## Short problem
Please locate each line in the items below that contains the string "shirt" and copy those lines out. Matching is case-sensitive.
※ ※ ※
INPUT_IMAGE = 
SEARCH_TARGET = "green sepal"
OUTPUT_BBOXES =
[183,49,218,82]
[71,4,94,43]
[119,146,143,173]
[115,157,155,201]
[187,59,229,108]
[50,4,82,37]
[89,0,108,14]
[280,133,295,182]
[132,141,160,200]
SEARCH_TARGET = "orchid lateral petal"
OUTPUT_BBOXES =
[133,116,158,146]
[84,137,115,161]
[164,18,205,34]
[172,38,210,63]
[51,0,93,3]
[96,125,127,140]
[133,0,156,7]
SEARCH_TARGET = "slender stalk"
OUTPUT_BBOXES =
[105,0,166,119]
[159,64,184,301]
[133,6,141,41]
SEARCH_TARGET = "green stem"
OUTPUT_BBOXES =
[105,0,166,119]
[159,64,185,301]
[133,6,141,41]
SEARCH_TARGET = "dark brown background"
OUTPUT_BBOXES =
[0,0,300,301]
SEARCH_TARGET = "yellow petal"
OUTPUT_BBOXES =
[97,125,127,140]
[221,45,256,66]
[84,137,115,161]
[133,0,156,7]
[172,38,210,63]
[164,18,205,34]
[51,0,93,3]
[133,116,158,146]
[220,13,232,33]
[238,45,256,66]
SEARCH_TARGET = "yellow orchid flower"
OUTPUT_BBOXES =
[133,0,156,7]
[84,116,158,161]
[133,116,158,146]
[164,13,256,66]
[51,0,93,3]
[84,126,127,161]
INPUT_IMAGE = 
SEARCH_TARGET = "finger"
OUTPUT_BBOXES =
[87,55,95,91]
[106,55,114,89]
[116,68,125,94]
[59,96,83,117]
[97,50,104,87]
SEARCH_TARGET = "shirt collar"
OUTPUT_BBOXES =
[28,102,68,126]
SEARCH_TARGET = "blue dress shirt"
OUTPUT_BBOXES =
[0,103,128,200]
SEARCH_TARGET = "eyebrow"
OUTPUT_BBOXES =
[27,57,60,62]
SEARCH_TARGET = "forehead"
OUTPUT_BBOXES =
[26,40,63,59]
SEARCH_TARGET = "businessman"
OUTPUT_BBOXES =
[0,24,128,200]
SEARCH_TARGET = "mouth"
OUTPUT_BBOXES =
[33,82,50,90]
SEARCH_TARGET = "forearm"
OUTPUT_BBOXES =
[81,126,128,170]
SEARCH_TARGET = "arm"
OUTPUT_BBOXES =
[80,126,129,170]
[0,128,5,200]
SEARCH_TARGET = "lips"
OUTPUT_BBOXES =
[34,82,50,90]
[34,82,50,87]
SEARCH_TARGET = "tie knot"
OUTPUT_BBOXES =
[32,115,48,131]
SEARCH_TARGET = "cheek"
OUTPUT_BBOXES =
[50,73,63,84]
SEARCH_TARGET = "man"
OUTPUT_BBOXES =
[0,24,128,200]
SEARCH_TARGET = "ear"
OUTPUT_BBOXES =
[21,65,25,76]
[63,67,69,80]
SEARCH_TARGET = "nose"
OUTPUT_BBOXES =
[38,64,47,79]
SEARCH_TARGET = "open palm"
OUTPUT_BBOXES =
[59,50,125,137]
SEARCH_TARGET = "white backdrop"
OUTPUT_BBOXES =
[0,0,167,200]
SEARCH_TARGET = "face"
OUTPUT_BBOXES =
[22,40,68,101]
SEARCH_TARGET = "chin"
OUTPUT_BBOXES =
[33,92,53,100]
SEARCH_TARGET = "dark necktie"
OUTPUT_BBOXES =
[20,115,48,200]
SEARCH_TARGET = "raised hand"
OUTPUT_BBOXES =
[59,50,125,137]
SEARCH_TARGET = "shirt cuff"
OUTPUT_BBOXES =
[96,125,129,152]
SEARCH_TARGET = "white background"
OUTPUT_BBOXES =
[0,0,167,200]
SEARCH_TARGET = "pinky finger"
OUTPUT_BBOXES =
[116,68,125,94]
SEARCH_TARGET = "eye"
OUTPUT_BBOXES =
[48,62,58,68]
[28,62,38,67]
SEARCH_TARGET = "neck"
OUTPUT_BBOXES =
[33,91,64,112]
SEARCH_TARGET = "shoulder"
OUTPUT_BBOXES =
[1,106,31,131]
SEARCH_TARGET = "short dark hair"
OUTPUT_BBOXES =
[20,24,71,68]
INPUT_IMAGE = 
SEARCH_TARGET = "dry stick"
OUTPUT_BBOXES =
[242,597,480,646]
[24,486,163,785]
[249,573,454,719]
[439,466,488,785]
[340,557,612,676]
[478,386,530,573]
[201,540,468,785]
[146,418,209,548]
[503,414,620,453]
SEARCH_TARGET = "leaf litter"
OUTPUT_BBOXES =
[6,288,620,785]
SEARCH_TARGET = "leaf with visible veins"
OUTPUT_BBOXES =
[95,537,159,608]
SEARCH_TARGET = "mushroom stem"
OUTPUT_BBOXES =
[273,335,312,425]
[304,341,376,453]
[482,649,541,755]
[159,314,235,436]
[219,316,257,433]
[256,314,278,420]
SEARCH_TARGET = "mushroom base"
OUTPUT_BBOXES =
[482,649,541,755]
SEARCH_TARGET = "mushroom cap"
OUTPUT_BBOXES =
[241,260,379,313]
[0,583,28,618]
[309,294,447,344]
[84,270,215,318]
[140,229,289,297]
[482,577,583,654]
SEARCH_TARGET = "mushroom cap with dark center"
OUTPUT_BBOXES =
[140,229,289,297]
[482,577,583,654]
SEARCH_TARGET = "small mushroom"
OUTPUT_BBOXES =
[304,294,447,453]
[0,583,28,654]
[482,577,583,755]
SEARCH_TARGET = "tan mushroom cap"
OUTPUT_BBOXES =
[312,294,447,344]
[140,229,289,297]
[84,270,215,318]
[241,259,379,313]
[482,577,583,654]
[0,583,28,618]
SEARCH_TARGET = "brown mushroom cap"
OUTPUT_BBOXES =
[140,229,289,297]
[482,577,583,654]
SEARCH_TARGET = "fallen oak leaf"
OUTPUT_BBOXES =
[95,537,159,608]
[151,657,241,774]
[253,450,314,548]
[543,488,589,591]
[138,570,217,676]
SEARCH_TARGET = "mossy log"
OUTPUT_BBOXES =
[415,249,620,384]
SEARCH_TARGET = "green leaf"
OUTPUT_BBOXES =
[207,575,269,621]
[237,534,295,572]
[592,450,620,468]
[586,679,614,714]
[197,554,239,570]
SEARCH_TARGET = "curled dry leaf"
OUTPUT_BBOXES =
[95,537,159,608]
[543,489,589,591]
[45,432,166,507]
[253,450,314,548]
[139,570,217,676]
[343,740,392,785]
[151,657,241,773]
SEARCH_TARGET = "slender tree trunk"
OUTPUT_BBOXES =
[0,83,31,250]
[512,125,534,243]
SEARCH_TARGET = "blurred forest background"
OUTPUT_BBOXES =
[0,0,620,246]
※ ※ ※
## Task result
SEARCH_TARGET = "shirt collar"
SEARCH_TARGET = "blue dress shirt"
SEARCH_TARGET = "shirt cuff"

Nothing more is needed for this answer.